## RECORDS FOR THIS EXERCISE:
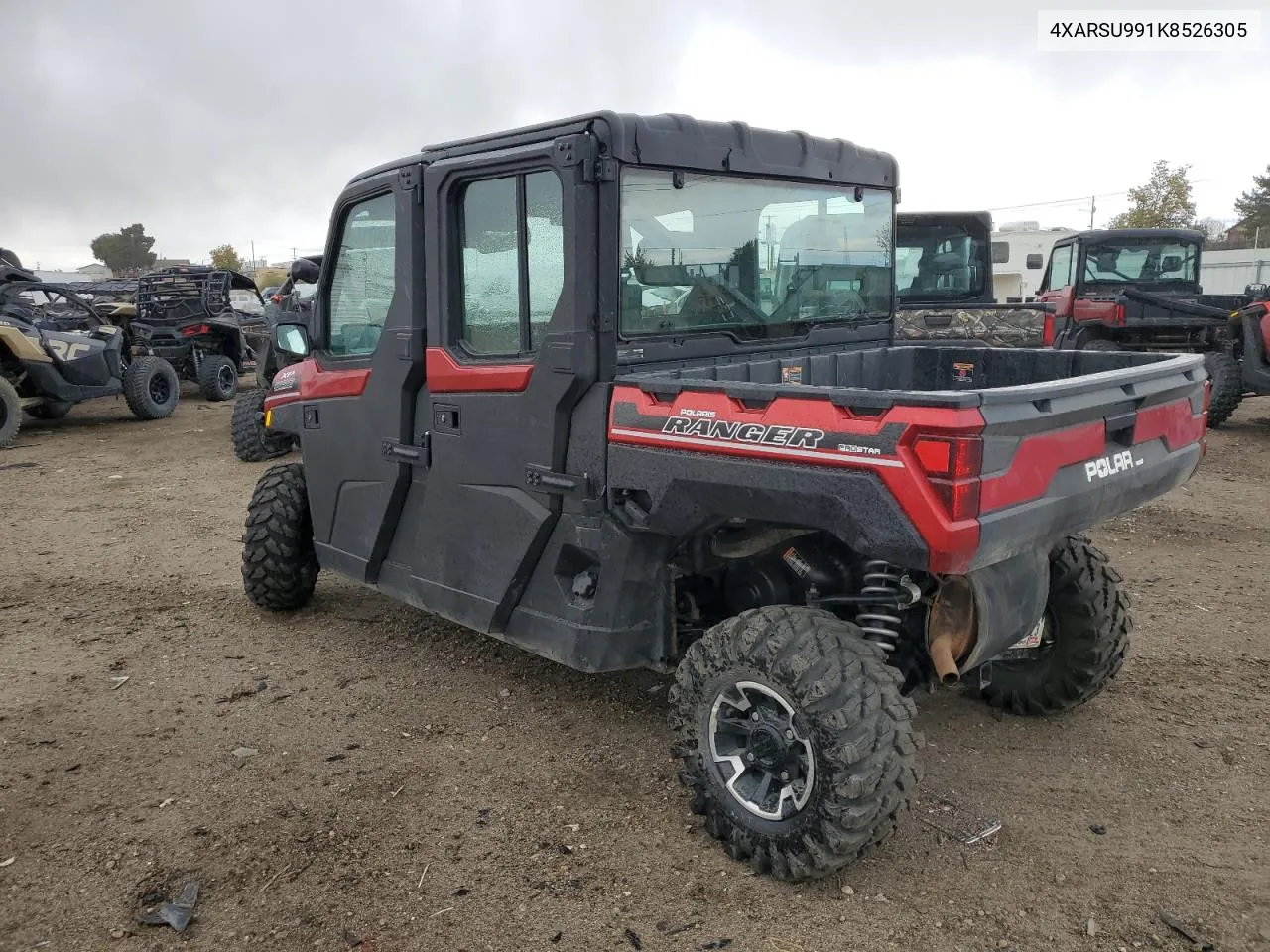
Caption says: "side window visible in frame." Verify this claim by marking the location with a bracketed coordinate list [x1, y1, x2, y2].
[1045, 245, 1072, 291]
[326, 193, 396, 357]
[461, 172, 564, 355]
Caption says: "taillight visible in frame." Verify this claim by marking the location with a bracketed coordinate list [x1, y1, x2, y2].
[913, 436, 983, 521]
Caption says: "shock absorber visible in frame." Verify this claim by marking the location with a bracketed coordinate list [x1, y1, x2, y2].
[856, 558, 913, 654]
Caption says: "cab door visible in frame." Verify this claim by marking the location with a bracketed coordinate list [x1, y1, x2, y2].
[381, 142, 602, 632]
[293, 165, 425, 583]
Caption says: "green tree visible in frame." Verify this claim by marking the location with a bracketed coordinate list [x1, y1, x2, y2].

## WORK REQUIRED:
Can you copy out, word for word, every line from the one containing "absorber visible in" up to and including the final line of the items above?

## WORKED ANSWER:
Caption says: "shock absorber visible in frame." Verify this claim by marking the location with a bracketed coordinate list [x1, y1, x2, y2].
[856, 558, 913, 654]
Caption says: "cab door visible in frame." Verify this claim by marking the location with a bracketed coordinate list [x1, y1, x2, y2].
[381, 142, 602, 632]
[293, 165, 425, 583]
Caption says: "green tree visible in frame." Verify this claim by marking the location with a bracketed coordinate list [x1, y1, x2, y2].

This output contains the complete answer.